Saved entries:
★ ★ ★ ★ ★

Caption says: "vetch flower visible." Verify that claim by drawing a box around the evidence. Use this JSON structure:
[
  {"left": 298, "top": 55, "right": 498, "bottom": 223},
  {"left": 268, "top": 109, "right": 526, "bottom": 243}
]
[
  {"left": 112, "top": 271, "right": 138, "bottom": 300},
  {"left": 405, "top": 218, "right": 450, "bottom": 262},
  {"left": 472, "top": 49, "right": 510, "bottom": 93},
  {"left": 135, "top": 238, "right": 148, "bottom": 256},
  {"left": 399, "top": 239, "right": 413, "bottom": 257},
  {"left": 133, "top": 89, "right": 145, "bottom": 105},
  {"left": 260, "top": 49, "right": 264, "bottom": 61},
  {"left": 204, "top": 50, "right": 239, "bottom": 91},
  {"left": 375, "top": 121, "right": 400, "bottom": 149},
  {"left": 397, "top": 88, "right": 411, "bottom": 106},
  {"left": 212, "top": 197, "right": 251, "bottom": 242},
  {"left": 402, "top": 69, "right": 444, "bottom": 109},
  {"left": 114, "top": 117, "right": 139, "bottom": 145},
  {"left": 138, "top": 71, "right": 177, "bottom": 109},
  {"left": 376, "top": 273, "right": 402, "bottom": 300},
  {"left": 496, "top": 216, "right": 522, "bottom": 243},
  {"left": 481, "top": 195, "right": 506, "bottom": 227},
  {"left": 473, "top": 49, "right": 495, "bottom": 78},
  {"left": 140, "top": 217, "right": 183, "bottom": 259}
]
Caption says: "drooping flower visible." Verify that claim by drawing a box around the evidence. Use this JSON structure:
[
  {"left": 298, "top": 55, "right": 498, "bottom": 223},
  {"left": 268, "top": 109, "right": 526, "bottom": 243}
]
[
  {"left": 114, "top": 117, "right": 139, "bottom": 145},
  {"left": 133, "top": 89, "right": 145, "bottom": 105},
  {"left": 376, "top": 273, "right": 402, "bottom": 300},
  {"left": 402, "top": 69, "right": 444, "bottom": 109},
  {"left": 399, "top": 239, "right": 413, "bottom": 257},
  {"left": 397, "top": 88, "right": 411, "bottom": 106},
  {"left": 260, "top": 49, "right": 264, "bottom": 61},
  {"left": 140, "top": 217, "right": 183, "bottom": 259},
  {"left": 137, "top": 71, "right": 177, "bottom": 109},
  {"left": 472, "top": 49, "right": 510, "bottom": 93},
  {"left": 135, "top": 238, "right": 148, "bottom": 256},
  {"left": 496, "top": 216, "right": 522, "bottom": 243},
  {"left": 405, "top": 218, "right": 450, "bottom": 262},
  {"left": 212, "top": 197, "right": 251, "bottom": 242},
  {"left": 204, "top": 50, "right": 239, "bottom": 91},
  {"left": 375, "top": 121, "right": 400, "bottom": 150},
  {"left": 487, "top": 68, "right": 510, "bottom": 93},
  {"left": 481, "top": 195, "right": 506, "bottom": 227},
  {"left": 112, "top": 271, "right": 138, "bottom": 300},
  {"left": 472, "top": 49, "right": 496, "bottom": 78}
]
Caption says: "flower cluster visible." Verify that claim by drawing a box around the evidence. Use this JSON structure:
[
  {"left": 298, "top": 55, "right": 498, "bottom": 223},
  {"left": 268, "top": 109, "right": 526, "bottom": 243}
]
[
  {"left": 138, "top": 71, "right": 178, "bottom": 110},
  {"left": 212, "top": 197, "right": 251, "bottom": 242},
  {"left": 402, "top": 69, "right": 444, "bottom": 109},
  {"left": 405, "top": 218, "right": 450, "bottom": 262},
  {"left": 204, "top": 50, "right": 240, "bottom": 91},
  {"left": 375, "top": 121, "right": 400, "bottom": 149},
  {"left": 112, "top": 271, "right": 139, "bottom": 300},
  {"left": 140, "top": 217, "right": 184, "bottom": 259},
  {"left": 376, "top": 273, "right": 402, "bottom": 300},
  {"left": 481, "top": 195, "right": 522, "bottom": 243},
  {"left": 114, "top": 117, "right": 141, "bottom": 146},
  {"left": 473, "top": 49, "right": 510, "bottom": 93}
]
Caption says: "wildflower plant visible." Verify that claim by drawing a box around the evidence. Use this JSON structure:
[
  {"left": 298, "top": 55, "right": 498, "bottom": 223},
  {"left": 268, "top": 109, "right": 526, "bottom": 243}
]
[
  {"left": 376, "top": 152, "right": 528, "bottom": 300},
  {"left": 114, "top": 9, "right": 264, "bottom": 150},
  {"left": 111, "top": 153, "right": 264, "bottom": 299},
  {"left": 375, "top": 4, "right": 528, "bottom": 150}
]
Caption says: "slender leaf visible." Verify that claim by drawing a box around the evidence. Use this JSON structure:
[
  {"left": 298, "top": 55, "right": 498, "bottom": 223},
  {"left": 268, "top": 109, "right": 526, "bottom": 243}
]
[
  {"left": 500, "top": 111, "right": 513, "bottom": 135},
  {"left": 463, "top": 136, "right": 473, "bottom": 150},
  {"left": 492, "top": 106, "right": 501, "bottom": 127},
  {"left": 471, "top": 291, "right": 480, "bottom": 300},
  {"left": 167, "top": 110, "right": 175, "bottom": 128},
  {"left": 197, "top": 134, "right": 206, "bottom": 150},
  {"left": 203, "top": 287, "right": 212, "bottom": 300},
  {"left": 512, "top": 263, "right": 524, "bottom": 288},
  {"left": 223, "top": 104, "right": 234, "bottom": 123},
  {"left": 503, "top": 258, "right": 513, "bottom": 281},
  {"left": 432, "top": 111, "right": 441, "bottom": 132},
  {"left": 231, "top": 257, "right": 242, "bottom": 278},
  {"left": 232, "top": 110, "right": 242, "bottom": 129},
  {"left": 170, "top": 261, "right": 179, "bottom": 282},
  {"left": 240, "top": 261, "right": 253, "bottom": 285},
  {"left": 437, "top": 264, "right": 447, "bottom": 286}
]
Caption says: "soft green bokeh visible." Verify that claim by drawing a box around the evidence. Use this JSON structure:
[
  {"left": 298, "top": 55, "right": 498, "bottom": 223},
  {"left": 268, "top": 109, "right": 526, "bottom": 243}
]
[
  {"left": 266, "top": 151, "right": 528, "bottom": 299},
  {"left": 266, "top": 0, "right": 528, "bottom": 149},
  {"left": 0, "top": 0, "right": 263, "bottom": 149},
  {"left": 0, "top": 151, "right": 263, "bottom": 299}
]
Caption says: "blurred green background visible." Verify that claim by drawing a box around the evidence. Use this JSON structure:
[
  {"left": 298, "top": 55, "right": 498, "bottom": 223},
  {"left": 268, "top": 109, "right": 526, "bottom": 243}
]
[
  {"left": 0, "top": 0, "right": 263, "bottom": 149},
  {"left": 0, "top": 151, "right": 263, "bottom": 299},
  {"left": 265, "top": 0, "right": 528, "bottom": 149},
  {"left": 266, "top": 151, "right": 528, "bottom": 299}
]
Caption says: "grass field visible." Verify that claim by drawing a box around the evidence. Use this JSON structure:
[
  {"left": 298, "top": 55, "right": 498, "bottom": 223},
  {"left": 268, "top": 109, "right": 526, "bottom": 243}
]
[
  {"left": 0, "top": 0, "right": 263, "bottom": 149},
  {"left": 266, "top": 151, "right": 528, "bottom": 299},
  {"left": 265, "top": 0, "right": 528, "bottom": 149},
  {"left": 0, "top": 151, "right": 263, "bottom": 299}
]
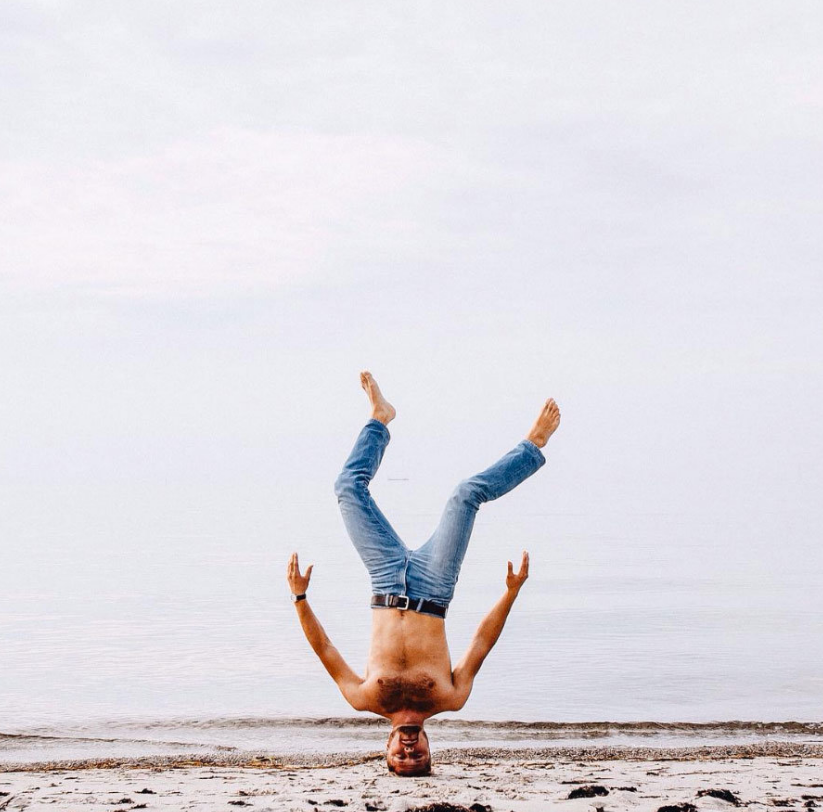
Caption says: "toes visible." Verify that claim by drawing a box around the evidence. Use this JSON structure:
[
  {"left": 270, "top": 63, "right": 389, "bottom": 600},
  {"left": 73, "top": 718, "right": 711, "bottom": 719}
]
[{"left": 540, "top": 398, "right": 560, "bottom": 428}]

★ ★ ★ ★ ★

Every line above that has the string "green" needs to be copied.

Caption says: "soft green bokeh visible." Verify that claim by drawing a box around the evidence. Use this JSON structure:
Caption says: "blurred green background visible." Verify that claim by drawing a box around the evidence. Use this JSON structure:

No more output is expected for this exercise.